# TASK OBJECTIVE
Set down each line of the data below exactly as it stands, dropping the pictures.

# Extracted data entries
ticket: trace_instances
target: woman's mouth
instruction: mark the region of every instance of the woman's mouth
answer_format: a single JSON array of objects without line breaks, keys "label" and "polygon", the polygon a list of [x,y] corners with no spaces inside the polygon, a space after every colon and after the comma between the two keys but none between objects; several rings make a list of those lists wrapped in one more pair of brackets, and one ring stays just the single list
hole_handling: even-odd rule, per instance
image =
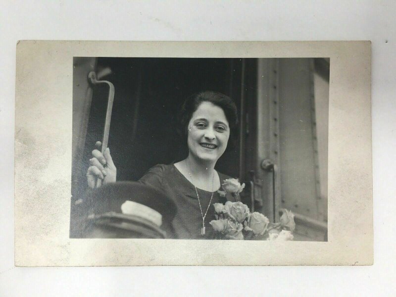
[{"label": "woman's mouth", "polygon": [[208,144],[207,143],[200,143],[199,145],[201,147],[205,148],[209,148],[210,149],[214,149],[217,147],[217,146],[214,144]]}]

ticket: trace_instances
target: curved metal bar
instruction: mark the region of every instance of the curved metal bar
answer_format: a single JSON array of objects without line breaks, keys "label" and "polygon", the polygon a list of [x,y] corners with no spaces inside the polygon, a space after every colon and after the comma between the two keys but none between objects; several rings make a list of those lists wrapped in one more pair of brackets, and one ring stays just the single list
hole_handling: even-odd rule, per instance
[{"label": "curved metal bar", "polygon": [[[111,110],[113,108],[113,102],[114,99],[114,86],[113,84],[107,81],[98,80],[97,74],[94,71],[91,71],[88,74],[88,79],[93,85],[99,84],[107,84],[109,87],[108,98],[107,99],[107,108],[106,111],[106,120],[104,122],[104,129],[103,132],[103,140],[102,141],[101,152],[104,153],[104,151],[107,148],[108,144],[108,136],[110,132],[110,122],[111,120]],[[101,185],[101,180],[98,179],[97,187]]]}]

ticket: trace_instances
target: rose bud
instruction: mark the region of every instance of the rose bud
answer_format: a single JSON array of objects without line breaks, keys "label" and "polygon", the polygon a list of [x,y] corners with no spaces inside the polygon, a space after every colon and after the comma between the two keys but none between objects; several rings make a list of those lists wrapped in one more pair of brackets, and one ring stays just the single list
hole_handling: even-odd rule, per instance
[{"label": "rose bud", "polygon": [[283,210],[283,213],[280,218],[281,226],[286,228],[292,232],[296,229],[296,223],[294,221],[294,214],[292,211],[287,209]]},{"label": "rose bud", "polygon": [[248,218],[248,224],[245,227],[248,231],[252,231],[255,235],[262,235],[267,231],[269,220],[259,212],[250,214]]},{"label": "rose bud", "polygon": [[227,214],[230,218],[239,223],[245,221],[249,215],[249,208],[248,205],[242,202],[234,202],[231,203],[227,205],[226,202],[225,209],[227,210]]},{"label": "rose bud", "polygon": [[234,223],[229,220],[227,222],[227,226],[225,230],[226,238],[228,239],[243,240],[244,235],[242,229],[244,228],[242,224]]},{"label": "rose bud", "polygon": [[212,225],[213,230],[218,232],[223,232],[226,230],[228,220],[213,220],[209,223]]},{"label": "rose bud", "polygon": [[231,194],[239,194],[245,188],[245,184],[243,184],[241,186],[239,181],[235,178],[224,180],[224,183],[222,184],[221,185],[227,193]]}]

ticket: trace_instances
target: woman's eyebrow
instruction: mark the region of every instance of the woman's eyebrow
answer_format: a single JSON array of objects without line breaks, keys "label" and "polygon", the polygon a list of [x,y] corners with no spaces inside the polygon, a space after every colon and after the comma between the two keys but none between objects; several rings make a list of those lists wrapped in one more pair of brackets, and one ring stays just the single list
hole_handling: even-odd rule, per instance
[{"label": "woman's eyebrow", "polygon": [[228,127],[228,124],[226,124],[225,123],[224,123],[224,122],[222,122],[221,121],[217,121],[217,122],[216,122],[216,124],[222,124],[223,125],[224,125],[225,126],[227,126],[227,127]]},{"label": "woman's eyebrow", "polygon": [[208,121],[206,119],[205,119],[205,118],[200,118],[199,119],[196,119],[195,120],[194,120],[194,121],[205,121],[206,122]]}]

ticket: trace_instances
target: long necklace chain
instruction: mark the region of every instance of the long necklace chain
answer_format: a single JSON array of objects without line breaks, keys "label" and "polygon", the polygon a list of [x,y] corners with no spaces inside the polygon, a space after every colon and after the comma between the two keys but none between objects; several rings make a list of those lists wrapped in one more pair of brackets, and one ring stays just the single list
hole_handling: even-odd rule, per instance
[{"label": "long necklace chain", "polygon": [[210,206],[210,203],[212,202],[212,199],[213,198],[213,186],[214,185],[214,170],[213,170],[213,176],[212,177],[212,195],[210,196],[210,200],[209,201],[209,204],[207,205],[206,211],[205,212],[205,215],[203,215],[203,213],[202,211],[202,207],[201,206],[201,202],[199,200],[199,195],[198,194],[198,190],[197,190],[197,187],[194,185],[193,177],[191,175],[191,170],[190,170],[190,165],[188,164],[187,160],[186,160],[186,164],[187,165],[188,169],[189,171],[189,174],[190,175],[190,178],[191,179],[191,181],[193,182],[193,186],[194,186],[195,189],[195,193],[197,193],[197,198],[198,198],[198,204],[199,204],[199,210],[201,211],[201,216],[202,217],[202,228],[201,228],[201,235],[205,235],[205,218],[206,217],[206,214],[207,211],[209,210],[209,207]]}]

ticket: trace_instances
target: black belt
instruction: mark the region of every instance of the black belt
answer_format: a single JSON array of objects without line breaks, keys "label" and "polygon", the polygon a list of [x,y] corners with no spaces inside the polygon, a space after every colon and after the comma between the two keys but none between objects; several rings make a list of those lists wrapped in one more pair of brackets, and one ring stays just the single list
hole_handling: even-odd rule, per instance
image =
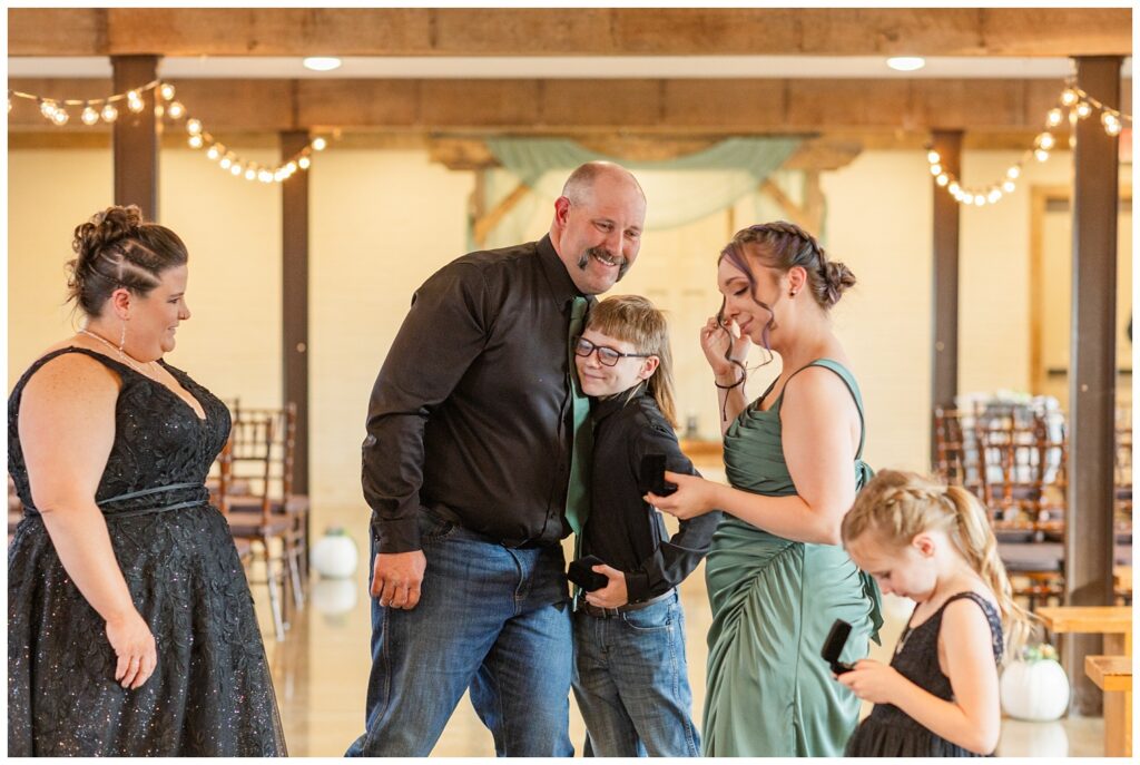
[{"label": "black belt", "polygon": [[[115,497],[97,500],[99,510],[108,521],[121,518],[137,518],[152,513],[165,513],[209,504],[210,490],[203,483],[169,483],[150,489],[129,491]],[[36,518],[40,511],[24,505],[25,518]]]},{"label": "black belt", "polygon": [[[597,617],[598,619],[612,619],[619,615],[628,613],[629,611],[641,611],[642,609],[648,609],[650,605],[660,603],[666,597],[673,597],[675,592],[676,591],[670,589],[669,592],[661,593],[657,597],[651,597],[648,601],[641,601],[640,603],[626,603],[625,605],[619,605],[616,609],[603,609],[581,600],[578,602],[578,610],[588,616]],[[583,597],[585,597],[585,595]]]}]

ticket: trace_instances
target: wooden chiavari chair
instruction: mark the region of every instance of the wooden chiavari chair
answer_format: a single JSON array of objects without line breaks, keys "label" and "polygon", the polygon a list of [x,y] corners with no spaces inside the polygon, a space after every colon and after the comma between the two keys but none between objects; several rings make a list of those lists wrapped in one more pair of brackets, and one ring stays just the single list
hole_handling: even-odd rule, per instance
[{"label": "wooden chiavari chair", "polygon": [[290,520],[291,576],[298,581],[292,588],[296,608],[304,603],[303,584],[309,580],[309,497],[294,491],[296,459],[296,404],[282,409],[243,408],[243,417],[269,417],[274,421],[272,457],[277,461],[275,475],[280,480],[280,493],[269,503],[269,512]]},{"label": "wooden chiavari chair", "polygon": [[[300,587],[299,572],[291,567],[291,522],[287,518],[275,516],[271,512],[276,487],[280,477],[274,471],[274,440],[276,423],[271,416],[251,416],[243,413],[235,418],[230,439],[220,458],[218,506],[229,521],[235,540],[246,540],[254,548],[266,568],[264,584],[269,592],[269,608],[272,612],[274,634],[284,640],[287,626],[284,596],[285,581]],[[235,482],[249,486],[247,494],[235,495],[230,488]]]},{"label": "wooden chiavari chair", "polygon": [[[990,404],[975,413],[982,495],[1015,596],[1059,603],[1064,596],[1064,426],[1059,413]],[[1051,540],[1047,540],[1047,536]]]}]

# ANSWER TO THE EXERCISE
ticket: trace_instances
target: woman's mouth
instruction: mark the region of every instance of the woman's mouth
answer_format: a single JSON array of objects without line breaks, keys "label" and "polygon", the polygon a list of [x,y] corners with no spaces inside the polygon, a space after every colon and after the comma between the two keys but none between objects; several rings make a list of those lists wrapped in one more pair of brackets, and one ring stays just the single list
hole_handling: even-odd rule, per instance
image =
[{"label": "woman's mouth", "polygon": [[208,144],[207,143],[200,143],[199,145],[201,147],[205,148],[209,148],[210,149],[214,149],[217,147],[217,146],[214,144]]}]

ticket: trace_instances
target: curved metal bar
instruction: mark the region of every instance of the curved metal bar
answer_format: a single JSON array of objects without line breaks, keys "label" and "polygon", the polygon a list of [x,y] corners with no spaces inside the polygon, a space after every colon and after the comma between the two keys but none between objects; several rings make a list of those lists wrapped in one more pair of brackets, and one ring stays just the single list
hole_handling: even-odd rule, per instance
[{"label": "curved metal bar", "polygon": [[[111,110],[113,108],[113,102],[114,99],[114,86],[113,84],[107,81],[98,80],[97,74],[94,71],[91,71],[88,74],[88,79],[93,85],[99,84],[107,84],[109,87],[108,98],[107,99],[107,108],[106,111],[106,120],[104,122],[104,129],[103,132],[103,140],[102,141],[101,152],[104,153],[104,151],[107,148],[108,144],[108,136],[110,132],[110,122],[111,120]],[[101,185],[101,180],[98,179],[97,187]]]}]

ticket: trace_instances
target: rose bud
instruction: mark the region of every instance of the rose bud
answer_format: a single JSON array of objects without line breaks, keys "label" and "polygon", the polygon a list of [x,y] corners with no spaces inside the polygon, a space after every colon and after the comma between the two keys but none between objects; several rings make a list of those lists wrapped in one more pair of brackets, and one ring stays just the single list
hole_handling: even-odd rule, per instance
[{"label": "rose bud", "polygon": [[283,210],[283,213],[280,218],[281,226],[286,228],[292,232],[296,229],[296,223],[294,221],[294,214],[292,211],[287,209]]},{"label": "rose bud", "polygon": [[248,218],[248,224],[245,227],[248,231],[252,231],[255,235],[262,235],[267,231],[269,220],[259,212],[250,214]]},{"label": "rose bud", "polygon": [[227,214],[230,218],[239,223],[245,221],[249,215],[249,208],[248,205],[242,202],[234,202],[231,203],[227,205],[226,202],[225,209],[227,210]]},{"label": "rose bud", "polygon": [[234,223],[229,220],[227,222],[227,226],[225,230],[226,238],[228,239],[243,240],[244,235],[242,229],[244,228],[242,224]]},{"label": "rose bud", "polygon": [[212,225],[213,230],[218,232],[223,232],[226,230],[228,220],[213,220],[209,223]]},{"label": "rose bud", "polygon": [[231,194],[239,194],[245,188],[245,184],[243,184],[241,186],[239,181],[235,178],[224,180],[224,183],[222,184],[221,185],[227,193]]}]

ticket: trace_instances
target: woman's eyebrow
instruction: mark the region of every instance of the woman's eyebrow
answer_format: a single JSON array of objects without line breaks, keys "label" and "polygon", the polygon a list of [x,y] corners with no spaces inside the polygon, a space after every colon and after the comma between the two keys but none between objects; several rings make a list of those lists wrapped in one more pair of brackets, and one ring stays just the single list
hole_handling: even-odd rule, per instance
[{"label": "woman's eyebrow", "polygon": [[228,127],[228,124],[226,124],[225,123],[224,123],[224,122],[222,122],[221,121],[217,121],[217,122],[216,122],[216,124],[222,124],[223,125],[224,125],[225,126],[227,126],[227,127]]},{"label": "woman's eyebrow", "polygon": [[208,121],[206,119],[205,119],[205,118],[200,118],[199,119],[196,119],[195,120],[194,120],[194,121],[205,121],[206,122]]}]

ticket: trace_instances
target: long necklace chain
instruction: mark the region of every instance of the long necklace chain
answer_format: a single JSON array of objects without line breaks, keys "label" and "polygon", the polygon a list of [x,y] corners with no spaces inside the polygon, a space after every colon and after the comma between the two keys but none between objects; several rings make a list of those lists wrapped in one more pair of brackets, and one ring stays just the single list
hole_handling: even-odd rule, per instance
[{"label": "long necklace chain", "polygon": [[210,206],[210,203],[212,202],[212,199],[213,198],[213,186],[214,185],[214,170],[213,170],[213,176],[212,177],[212,195],[210,196],[210,200],[209,201],[209,204],[207,205],[206,211],[205,212],[205,215],[203,215],[203,213],[202,211],[202,207],[201,206],[201,202],[199,200],[199,195],[198,194],[198,190],[197,190],[197,187],[194,185],[193,177],[191,175],[191,170],[190,170],[190,165],[188,164],[187,160],[186,160],[186,164],[187,165],[188,169],[189,171],[189,174],[190,175],[190,178],[191,179],[191,181],[193,182],[193,186],[194,186],[195,189],[195,193],[197,193],[197,198],[198,198],[198,204],[199,204],[199,210],[201,211],[201,216],[202,217],[202,228],[201,228],[201,235],[205,235],[205,218],[206,217],[206,214],[207,211],[209,210],[209,207]]}]

ticket: trace_instances
target: black belt
instruction: mark the region of every instance of the black belt
answer_format: a single JSON array of objects without line breaks, keys "label" and "polygon", the polygon a list of [x,y] corners with no spaces inside the polygon, a space after every colon and after the comma between the two keys but none between objects; several rings make a list of those lists wrapped in one more pair of brackets, and one ring stays just the single list
hole_handling: even-odd rule, per instance
image =
[{"label": "black belt", "polygon": [[[115,497],[97,500],[99,510],[108,521],[121,518],[137,518],[152,513],[165,513],[209,504],[210,490],[203,483],[169,483],[150,489],[129,491]],[[36,518],[40,511],[24,505],[25,518]]]},{"label": "black belt", "polygon": [[[597,617],[598,619],[612,619],[619,615],[628,613],[629,611],[641,611],[642,609],[648,609],[650,605],[660,603],[666,597],[673,597],[675,592],[676,591],[670,589],[669,592],[661,593],[657,597],[651,597],[648,601],[641,601],[640,603],[626,603],[625,605],[619,605],[616,609],[603,609],[581,600],[578,602],[578,610],[588,616]],[[583,597],[585,597],[585,595]]]}]

ticket: trace_instances
target: wooden chiavari chair
instruction: mark the region of every instance of the wooden chiavari chair
answer_format: a single JSON array of objects without line breaks, keys "label" and "polygon", the polygon a list of [x,y] corners with no spaces inside the polygon, a space after every colon and after the comma between the two keys but none between objects; several rings make a list of those lists wrapped in one more pair of brackets, and one ring stays just the single list
hole_handling: even-odd rule, per instance
[{"label": "wooden chiavari chair", "polygon": [[290,520],[291,576],[298,581],[292,588],[296,608],[304,603],[303,584],[309,580],[309,497],[294,491],[296,459],[296,404],[282,409],[243,408],[243,417],[269,417],[274,421],[272,457],[277,461],[275,475],[280,480],[280,493],[269,503],[269,512]]},{"label": "wooden chiavari chair", "polygon": [[[300,587],[299,572],[291,567],[291,522],[287,518],[275,516],[271,512],[276,487],[280,477],[274,471],[274,440],[276,423],[271,416],[251,416],[243,413],[235,418],[230,439],[220,458],[218,506],[229,521],[235,540],[246,540],[254,548],[266,568],[264,584],[269,592],[269,608],[272,612],[274,634],[284,640],[287,626],[284,596],[285,581]],[[235,482],[249,486],[247,494],[235,495],[230,488]]]},{"label": "wooden chiavari chair", "polygon": [[[990,404],[975,413],[982,495],[1015,596],[1059,603],[1064,596],[1064,426],[1059,413]],[[1051,540],[1047,540],[1047,536]]]}]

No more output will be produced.